#### Exercise brief
Copy each of the following rows word for word.

---------- Information shown

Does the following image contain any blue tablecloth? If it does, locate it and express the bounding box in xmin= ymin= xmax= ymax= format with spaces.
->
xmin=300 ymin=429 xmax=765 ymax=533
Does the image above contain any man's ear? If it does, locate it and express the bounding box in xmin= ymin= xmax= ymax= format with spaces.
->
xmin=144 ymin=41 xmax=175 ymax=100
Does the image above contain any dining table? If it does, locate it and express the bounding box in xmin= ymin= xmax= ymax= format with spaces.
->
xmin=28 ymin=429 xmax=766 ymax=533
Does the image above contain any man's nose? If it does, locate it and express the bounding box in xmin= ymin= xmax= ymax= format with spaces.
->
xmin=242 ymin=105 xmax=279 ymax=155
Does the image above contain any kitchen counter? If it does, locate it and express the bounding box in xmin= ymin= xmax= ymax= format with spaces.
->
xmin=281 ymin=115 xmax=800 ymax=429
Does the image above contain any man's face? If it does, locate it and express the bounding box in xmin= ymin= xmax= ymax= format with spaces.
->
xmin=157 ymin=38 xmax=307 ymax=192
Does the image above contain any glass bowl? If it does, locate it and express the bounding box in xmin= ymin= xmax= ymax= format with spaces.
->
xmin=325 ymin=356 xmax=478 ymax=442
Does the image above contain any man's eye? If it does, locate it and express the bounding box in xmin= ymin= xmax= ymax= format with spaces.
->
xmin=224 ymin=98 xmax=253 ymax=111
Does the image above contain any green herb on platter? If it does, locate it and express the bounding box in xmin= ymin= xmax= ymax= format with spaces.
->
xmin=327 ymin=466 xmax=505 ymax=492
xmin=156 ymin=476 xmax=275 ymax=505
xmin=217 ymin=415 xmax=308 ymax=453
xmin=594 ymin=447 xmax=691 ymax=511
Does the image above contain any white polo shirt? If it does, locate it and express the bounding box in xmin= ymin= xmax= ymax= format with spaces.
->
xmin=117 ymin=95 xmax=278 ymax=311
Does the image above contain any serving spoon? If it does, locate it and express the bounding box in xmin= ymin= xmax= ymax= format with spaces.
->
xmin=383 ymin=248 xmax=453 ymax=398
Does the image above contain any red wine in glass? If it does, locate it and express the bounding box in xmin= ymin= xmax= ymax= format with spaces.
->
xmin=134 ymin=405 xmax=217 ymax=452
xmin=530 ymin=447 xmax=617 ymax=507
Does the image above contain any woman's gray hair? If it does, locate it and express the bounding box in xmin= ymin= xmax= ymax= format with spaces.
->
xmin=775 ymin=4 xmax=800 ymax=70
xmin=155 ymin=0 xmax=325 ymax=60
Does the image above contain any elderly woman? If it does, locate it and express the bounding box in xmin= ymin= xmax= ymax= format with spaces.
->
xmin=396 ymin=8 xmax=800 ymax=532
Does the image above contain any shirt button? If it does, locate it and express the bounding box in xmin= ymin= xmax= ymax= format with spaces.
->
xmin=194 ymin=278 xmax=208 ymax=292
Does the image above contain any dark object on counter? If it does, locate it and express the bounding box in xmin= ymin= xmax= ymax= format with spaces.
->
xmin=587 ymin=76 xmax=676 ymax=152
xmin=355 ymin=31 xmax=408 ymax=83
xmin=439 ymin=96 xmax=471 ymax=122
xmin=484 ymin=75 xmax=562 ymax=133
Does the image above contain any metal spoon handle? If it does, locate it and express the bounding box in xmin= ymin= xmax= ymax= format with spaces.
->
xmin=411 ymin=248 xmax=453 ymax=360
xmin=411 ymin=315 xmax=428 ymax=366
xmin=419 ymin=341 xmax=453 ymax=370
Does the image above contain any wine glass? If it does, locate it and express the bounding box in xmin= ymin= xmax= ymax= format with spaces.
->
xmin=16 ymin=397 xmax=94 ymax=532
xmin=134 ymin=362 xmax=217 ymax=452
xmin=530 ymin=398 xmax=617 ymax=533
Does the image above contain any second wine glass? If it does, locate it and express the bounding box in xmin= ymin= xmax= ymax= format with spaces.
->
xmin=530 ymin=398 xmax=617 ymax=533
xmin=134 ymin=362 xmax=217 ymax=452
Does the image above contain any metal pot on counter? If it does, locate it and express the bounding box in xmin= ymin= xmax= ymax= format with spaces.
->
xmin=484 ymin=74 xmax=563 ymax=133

--------------------

#### Solution to the problem
Does the following image contain any blue tablecloth? If it does, locate it and express the bounding box in xmin= ymin= xmax= ymax= format with spaces.
->
xmin=300 ymin=429 xmax=765 ymax=533
Does the image above contain any man's ear? If it does, locate it and express the bounding box in xmin= ymin= xmax= ymax= format with spaces.
->
xmin=144 ymin=41 xmax=175 ymax=100
Does the image above contain any dining table? If it does, locate it and express the bounding box in xmin= ymin= xmax= ymax= format with spaces.
->
xmin=28 ymin=429 xmax=766 ymax=533
Does the image above contain any man's nose? If it does, locate it and express the bounding box in xmin= ymin= xmax= ymax= format with spaces.
->
xmin=242 ymin=105 xmax=279 ymax=155
Does the image above contain any kitchen counter? If it does, locate it and express the bounding box in xmin= ymin= xmax= ymax= format with spaces.
->
xmin=281 ymin=115 xmax=800 ymax=429
Does the image above contain any man's face? If it does, locate it and express the bounding box in xmin= ymin= xmax= ymax= format with spaces.
->
xmin=157 ymin=38 xmax=307 ymax=192
Does the image above contain any glass bowl? If it does, locate it and express the bounding box in xmin= ymin= xmax= ymax= format with spaces.
->
xmin=325 ymin=356 xmax=478 ymax=442
Does the image above contain any man's eye? If it does, locate it and express the bounding box in xmin= ymin= xmax= ymax= format with spaces.
->
xmin=224 ymin=98 xmax=253 ymax=111
Does the image above contain any green herb on platter? If it does, locate it and express the bounding box in xmin= ymin= xmax= ymax= format with spaces.
->
xmin=327 ymin=466 xmax=505 ymax=492
xmin=156 ymin=476 xmax=275 ymax=505
xmin=217 ymin=415 xmax=308 ymax=453
xmin=594 ymin=447 xmax=691 ymax=511
Does the image above contain any white polo shirt? If it does, locate it and express the bounding box in xmin= ymin= xmax= ymax= format with spaces.
->
xmin=117 ymin=95 xmax=278 ymax=311
Does the image above contain any serving spoon? If it does, locate it and express the bounding box in xmin= ymin= xmax= ymax= format with spaces.
->
xmin=383 ymin=248 xmax=453 ymax=398
Does the image above contain any red wine in glass? If it does, locate it and express the bounding box in xmin= ymin= xmax= ymax= format with spaces.
->
xmin=134 ymin=405 xmax=217 ymax=452
xmin=530 ymin=447 xmax=617 ymax=507
Does the image above contain any woman's gray hair? If it does, locate it and express the bounding box in xmin= ymin= xmax= ymax= format with spaces.
->
xmin=775 ymin=4 xmax=800 ymax=70
xmin=155 ymin=0 xmax=325 ymax=60
Does the image above contain any elderly woman? If it does, locate it and express the bounding box in xmin= ymin= xmax= ymax= format with spaces.
->
xmin=396 ymin=8 xmax=800 ymax=532
Does the image above contain any shirt button? If it does, locate it and express the bounding box in xmin= ymin= xmax= ymax= format with spaces.
->
xmin=194 ymin=278 xmax=208 ymax=292
Does the image above contain any dark object on counter? If it does, locate it and express the bounding box in xmin= ymin= xmax= ymax= format with spaces.
->
xmin=587 ymin=76 xmax=676 ymax=152
xmin=355 ymin=31 xmax=408 ymax=83
xmin=439 ymin=96 xmax=471 ymax=122
xmin=484 ymin=75 xmax=562 ymax=133
Does the image above contain any metal spoon handle? If it does, locate it and express the bounding box in xmin= ymin= xmax= ymax= format with spaces.
->
xmin=411 ymin=248 xmax=453 ymax=360
xmin=411 ymin=315 xmax=428 ymax=366
xmin=419 ymin=341 xmax=453 ymax=370
Does the image above contain any wine glass? If it does, locate it and express the bounding box in xmin= ymin= xmax= ymax= format with spaces.
->
xmin=16 ymin=397 xmax=94 ymax=532
xmin=134 ymin=362 xmax=217 ymax=452
xmin=530 ymin=398 xmax=617 ymax=533
Does the image above contain any second wine glass? If it does, locate it and express the bounding box in xmin= ymin= xmax= ymax= format with spaces.
->
xmin=530 ymin=398 xmax=617 ymax=533
xmin=134 ymin=362 xmax=217 ymax=452
Does the image above contain any metal pot on counter? If it does, locate it and express the bounding box in xmin= ymin= xmax= ymax= format with spaces.
->
xmin=484 ymin=74 xmax=563 ymax=133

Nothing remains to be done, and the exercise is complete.